» **ФРАГМЕНТ ДОКУМЕНТА**:
Почему на нас так сильно действует подобная трагедия?
Ж. Т.: Сидерация возникает, когда насилие вторгается в мирное течение жизни. Вот почему она так сильна. Все помнят, что они делали в момент получения известия о трагедии. Кто не сможет сказать, где он находился, когда узнал новость об атаках 11 сентября? С терактами 13 ноября 2015 года будет то же самое. Сидерация будет особенно сильной, потому что атака не была точечной (бомба взрывается в определенном месте в определенное время), а создавала размытую ситуацию, которая длилась во времени и разрешения которой нужно было ждать: несколько нападений в разных местах, террористы в бегах и так далее. И тогда мы спрашиваем себя в тревоге: что будет дальше? Что еще произойдет? Это что, начало войны? Мы находимся в состоянии неопределенности. С этой точки зрения то, что мы пережили в эту пятницу, 13 ноября, очень близко к опыту американцев 11 сентября.
«Кто не сможет сказать, где он находился, когда узнал новость об атаках 11 сентября? С терактами 13 ноября будет то же самое»
Наше ошеломление показывает, что нас прямо затрагивает все произошедшее. Мы отождествляем себя с жертвами, ставим себя на их место, представляем себе, что они чувствовали, и тут велика роль медиа. С самого утра субботы фото и видео, сделанные на смартфоны выжившими участниками и свидетелями событий, непрерывно распространяются по Сети; например, видеозапись, сделанная журналистом газеты Le Monde, на которой видно, как люди спасаются из «Батаклана». Очень может быть, что именно такие образы, а не фото профессиональных фотографов, останутся в нашей памяти ‒ настолько шокирующее и оглушительное впечатление они производят. Мы видим людей на земле, в крови, слышим, как они кричат, зовут на помощь... Мы говорим себе, что они похожи на нас и на тех, кого мы знаем, что это могли бы быть мы. Это усиливает ощущение идентификации с жертвами, ощущение близости к событию и тем самым эффект сидерации. Свидетельства очевидцев выполняют ту же функцию: слушая их, мы понимаем, что это могло произойти и с нами, и с нашими близкими. Что наши дети, к примеру, тоже могли оказаться на этом концерте.

» **ЦЕЛЬ ЗАДАНИЯ**:
Продолжите фрагмент интервью о потрясении после терактов 13 ноября 2015 года, начав с предложения, которое следует за последним.

» **Данные разметки расположения объектов**:

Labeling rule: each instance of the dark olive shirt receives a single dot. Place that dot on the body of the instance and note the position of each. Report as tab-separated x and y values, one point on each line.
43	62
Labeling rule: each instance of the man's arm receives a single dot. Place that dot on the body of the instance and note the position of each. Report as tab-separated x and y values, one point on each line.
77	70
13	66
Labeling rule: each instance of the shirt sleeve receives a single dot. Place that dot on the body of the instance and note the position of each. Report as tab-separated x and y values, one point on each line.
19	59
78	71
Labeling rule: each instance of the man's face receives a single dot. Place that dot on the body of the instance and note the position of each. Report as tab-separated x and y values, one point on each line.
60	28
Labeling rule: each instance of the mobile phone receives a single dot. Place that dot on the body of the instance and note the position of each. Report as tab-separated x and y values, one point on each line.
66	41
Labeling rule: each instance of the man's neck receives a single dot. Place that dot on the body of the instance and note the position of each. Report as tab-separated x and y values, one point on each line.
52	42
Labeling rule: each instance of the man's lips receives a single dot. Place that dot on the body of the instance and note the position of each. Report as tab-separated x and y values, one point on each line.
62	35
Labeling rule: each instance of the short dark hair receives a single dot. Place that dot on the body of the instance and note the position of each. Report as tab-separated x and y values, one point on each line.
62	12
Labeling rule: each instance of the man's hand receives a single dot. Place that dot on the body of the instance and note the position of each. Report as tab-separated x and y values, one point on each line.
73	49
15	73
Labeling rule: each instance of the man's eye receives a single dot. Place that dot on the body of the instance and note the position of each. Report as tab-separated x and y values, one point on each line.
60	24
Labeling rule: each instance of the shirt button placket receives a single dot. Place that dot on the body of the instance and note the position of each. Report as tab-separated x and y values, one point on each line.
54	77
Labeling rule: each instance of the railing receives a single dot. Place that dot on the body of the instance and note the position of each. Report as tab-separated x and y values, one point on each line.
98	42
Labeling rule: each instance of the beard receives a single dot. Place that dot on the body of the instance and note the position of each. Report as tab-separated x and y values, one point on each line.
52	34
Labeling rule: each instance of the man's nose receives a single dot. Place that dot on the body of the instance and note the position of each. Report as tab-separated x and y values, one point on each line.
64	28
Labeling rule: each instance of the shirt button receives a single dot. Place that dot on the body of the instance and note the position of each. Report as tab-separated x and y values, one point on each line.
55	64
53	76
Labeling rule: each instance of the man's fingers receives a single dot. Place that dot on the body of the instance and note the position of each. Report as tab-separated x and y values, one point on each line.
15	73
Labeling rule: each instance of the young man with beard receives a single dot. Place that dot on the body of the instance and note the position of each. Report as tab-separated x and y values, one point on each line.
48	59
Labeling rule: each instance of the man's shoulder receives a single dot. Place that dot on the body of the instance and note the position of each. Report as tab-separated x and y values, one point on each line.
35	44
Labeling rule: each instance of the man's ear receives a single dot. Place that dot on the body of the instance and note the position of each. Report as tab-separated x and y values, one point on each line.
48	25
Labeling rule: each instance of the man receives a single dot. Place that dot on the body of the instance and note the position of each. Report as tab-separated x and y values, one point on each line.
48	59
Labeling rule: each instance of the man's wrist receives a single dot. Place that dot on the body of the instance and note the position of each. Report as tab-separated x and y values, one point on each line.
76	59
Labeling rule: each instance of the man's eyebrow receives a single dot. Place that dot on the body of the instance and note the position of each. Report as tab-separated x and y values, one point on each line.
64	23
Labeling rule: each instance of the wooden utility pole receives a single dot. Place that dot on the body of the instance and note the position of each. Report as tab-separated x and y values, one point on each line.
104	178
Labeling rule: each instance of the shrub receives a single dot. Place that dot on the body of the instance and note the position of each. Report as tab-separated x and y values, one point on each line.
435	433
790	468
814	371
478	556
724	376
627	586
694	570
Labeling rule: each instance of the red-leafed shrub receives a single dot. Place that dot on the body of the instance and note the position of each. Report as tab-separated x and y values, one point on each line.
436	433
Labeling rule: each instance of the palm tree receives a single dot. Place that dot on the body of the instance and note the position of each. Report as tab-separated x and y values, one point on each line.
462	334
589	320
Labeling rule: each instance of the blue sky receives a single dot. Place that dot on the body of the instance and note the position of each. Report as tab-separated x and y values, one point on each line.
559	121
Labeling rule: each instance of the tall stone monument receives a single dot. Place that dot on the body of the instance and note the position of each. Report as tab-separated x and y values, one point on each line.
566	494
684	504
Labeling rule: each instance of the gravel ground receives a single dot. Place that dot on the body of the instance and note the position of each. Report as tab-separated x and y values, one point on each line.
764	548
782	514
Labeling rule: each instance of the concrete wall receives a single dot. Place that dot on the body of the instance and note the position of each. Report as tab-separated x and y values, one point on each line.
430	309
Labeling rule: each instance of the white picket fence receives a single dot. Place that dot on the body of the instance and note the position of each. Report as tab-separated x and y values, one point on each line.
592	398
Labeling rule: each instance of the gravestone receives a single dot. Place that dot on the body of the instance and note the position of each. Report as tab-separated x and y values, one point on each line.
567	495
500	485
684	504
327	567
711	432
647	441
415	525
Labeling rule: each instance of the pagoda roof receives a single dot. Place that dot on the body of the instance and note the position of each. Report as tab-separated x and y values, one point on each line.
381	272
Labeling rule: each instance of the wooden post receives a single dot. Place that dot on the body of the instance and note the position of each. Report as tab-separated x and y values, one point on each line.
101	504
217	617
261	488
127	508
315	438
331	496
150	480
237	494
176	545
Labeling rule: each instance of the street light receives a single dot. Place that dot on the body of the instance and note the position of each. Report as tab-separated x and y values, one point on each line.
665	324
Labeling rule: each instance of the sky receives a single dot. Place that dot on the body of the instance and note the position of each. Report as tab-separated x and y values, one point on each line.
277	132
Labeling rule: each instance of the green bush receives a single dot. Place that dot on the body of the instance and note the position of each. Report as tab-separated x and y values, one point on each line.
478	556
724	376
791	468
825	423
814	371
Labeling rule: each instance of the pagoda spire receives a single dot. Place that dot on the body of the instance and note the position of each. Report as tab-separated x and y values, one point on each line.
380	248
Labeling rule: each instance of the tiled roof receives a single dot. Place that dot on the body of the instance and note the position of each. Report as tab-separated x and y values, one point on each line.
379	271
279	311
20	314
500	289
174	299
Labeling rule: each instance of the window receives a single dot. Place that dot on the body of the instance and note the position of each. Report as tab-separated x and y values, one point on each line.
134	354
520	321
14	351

» **ОТВЕТ НА ЗАДАНИЕ**:
Нас, французов, это затрагивает сильнее, потому что эти события случились во Франции, в Париже?
Ж. Т.: Мы часто смешиваем ощущение пространственной близости и чувство принадлежности к одному кругу. Конечно, нас это задевает особенно, потому что погибли французы и атаки произошли на территории Франции. Но все не так просто. То, что каждый из нас чувствует в связи с этими терактами, является результатом наложения разных наших «мы». Одни чувствуют себя под ударом в первую очередь потому, что они парижане. Другие – потому, что живут в тех кварталах, где произошли эти события, как и в случае нападения на редакцию Charlie Hebdo в январе, когда некоторые журналисты во Франции и в других странах чувствовали, что их это касается в первую очередь. А для тех, кто чувствует потрясение в первую очередь как француз, сидерация будет разной в зависимости от того, есть ли у них знакомые в Париже, бывали ли они там, знакомы ли им места, где случилась трагедия.
«Многие упоминают об этом чувстве, когда есть сугубо личные причины ощущать себя жертвой атаки»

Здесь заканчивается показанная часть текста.